Maternità tutelata, maternità perseguitata

Un paio di settimane fa ho inviato ai quotidiani veronesi una riflessione sul caso della madre rom 'perseguitata' dalla sottosegretaria all'welfare On. Francesca Martini perchè sorpresa più volte a chiedere l'elemosina con in braccio la figlia di due mesi.
Ritengo che compito del Ministero dell'welfare sarebbe quello di offrire l'assistenza economica e sociale a tutte le madri e a tutti i bambini nei primi mesi di vita e che, probabilmente, questa donna era costretta a chiedere l'elemosina non avendo invece alcuna altra fonte di reddito.
Ma l'Italia non protegge il 'valore sociale della maternità'?
——————
[COSE DA FARE]
• a. Nel testo sulla maternità, quanti mesi aveva la figlia che la madre rom teneva in braccio?
• b. Ricopia dal testo sulla maternità il passo da "Maternità tutelata, maternità" a "fonte di reddito.".
Le righe riportate più avanti non servono.
——————
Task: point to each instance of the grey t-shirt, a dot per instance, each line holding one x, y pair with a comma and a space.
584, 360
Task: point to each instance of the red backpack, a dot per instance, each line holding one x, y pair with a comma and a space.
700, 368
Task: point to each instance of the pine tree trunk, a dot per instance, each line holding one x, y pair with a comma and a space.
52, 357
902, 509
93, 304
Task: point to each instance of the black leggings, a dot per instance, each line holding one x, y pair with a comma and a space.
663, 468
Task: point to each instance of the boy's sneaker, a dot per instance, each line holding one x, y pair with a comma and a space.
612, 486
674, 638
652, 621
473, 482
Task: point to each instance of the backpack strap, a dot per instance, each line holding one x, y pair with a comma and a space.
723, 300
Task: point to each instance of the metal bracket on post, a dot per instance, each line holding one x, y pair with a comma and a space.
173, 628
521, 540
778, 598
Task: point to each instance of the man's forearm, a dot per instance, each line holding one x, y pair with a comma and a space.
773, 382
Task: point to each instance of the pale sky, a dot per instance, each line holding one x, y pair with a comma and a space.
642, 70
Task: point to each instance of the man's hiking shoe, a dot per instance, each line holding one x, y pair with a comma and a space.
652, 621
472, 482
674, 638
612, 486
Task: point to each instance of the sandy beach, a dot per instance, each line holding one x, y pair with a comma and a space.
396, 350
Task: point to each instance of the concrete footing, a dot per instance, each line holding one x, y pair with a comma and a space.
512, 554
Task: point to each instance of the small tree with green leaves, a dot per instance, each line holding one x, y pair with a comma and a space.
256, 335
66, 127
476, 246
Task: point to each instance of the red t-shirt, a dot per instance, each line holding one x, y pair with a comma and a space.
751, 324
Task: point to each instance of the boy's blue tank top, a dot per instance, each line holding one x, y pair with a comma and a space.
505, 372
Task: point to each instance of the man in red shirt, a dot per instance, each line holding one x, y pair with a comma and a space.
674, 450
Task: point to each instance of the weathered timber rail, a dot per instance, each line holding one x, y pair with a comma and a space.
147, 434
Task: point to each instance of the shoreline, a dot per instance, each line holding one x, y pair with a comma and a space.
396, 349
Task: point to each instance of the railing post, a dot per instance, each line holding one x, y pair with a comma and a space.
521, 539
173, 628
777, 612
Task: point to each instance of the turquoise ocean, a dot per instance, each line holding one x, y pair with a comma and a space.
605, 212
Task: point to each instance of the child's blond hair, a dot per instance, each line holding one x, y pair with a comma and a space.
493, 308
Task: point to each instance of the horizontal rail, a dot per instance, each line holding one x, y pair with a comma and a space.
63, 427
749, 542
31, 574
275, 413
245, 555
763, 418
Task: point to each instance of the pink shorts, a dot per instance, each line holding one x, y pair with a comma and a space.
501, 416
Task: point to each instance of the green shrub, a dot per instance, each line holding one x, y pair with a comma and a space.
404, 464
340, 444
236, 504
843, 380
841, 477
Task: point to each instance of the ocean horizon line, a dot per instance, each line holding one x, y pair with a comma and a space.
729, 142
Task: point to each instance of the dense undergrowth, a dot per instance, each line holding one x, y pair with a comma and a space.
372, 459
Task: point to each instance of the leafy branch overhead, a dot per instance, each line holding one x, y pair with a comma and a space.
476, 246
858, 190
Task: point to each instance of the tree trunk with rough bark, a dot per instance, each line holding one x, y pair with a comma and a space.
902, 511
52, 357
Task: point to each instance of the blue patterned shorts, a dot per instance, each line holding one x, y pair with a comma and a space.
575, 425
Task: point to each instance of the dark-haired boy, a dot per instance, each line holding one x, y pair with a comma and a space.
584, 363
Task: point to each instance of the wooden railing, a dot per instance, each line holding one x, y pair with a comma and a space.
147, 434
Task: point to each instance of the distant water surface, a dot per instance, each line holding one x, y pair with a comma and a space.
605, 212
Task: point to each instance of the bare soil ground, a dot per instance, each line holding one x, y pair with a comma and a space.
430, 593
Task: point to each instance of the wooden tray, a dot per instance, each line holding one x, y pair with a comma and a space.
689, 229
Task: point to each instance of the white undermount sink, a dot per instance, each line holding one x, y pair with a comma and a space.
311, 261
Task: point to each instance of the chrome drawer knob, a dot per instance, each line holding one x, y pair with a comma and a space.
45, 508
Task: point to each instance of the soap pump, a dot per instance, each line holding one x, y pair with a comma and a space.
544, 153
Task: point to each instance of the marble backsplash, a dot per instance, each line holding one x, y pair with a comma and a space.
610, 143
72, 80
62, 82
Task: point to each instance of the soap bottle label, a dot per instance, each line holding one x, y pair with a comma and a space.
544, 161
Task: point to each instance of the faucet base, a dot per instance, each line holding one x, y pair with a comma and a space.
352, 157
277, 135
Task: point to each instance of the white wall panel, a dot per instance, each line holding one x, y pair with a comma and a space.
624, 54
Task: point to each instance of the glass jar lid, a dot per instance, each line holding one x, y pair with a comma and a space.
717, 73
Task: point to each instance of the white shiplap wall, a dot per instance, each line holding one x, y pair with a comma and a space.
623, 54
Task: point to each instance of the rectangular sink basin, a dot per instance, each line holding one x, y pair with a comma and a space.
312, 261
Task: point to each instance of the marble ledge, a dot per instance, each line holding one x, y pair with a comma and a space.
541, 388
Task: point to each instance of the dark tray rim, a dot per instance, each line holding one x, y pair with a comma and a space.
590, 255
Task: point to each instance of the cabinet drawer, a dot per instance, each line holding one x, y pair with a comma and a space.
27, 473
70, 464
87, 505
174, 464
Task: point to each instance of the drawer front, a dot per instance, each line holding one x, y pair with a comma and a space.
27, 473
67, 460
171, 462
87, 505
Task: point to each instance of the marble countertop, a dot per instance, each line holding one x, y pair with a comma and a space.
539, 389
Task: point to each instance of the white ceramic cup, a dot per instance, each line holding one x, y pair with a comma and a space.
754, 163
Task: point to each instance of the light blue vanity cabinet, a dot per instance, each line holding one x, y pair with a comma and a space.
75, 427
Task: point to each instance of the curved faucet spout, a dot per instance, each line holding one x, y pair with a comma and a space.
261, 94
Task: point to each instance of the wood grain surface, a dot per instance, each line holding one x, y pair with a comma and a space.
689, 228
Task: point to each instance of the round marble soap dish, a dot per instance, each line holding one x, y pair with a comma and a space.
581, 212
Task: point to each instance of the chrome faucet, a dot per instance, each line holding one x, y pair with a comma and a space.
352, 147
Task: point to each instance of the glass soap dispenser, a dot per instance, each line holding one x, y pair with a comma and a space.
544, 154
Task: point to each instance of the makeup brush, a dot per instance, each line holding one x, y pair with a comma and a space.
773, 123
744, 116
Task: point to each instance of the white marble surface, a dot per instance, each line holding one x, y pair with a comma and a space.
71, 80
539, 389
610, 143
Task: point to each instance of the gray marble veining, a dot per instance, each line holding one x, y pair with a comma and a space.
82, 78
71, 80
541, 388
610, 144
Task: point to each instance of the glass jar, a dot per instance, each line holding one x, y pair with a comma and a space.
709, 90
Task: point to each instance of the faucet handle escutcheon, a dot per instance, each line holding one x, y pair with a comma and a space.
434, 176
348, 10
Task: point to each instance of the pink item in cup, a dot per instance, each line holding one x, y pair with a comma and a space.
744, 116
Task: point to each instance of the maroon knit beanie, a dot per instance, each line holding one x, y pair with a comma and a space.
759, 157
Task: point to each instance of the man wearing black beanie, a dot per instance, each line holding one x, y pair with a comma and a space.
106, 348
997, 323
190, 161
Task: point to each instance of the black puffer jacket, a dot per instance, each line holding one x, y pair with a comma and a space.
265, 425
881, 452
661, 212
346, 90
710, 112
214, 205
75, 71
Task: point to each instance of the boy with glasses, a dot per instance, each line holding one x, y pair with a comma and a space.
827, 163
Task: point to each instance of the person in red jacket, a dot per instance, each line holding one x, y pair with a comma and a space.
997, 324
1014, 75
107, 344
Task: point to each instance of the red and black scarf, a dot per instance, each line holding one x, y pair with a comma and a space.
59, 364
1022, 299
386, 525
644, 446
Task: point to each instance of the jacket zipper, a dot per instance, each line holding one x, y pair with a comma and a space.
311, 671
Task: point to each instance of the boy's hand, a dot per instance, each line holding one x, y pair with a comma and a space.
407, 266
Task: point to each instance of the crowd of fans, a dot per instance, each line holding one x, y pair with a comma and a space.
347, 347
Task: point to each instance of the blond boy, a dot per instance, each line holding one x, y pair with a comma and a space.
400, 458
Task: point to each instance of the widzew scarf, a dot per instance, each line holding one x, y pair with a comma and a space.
——————
[RISPOSTE]
• a. Due mesi.

• b.
Maternità tutelata, maternità perseguitata

Un paio di settimane fa ho inviato ai quotidiani veronesi una riflessione sul caso della madre rom 'perseguitata' dalla sottosegretaria all'welfare On. Francesca Martini perchè sorpresa più volte a chiedere l'elemosina con in braccio la figlia di due mesi.
Ritengo che compito del Ministero dell'welfare sarebbe quello di offrire l'assistenza economica e sociale a tutte le madri e a tutti i bambini nei primi mesi di vita e che, probabilmente, questa donna era costretta a chiedere l'elemosina non avendo invece alcuna altra fonte di reddito.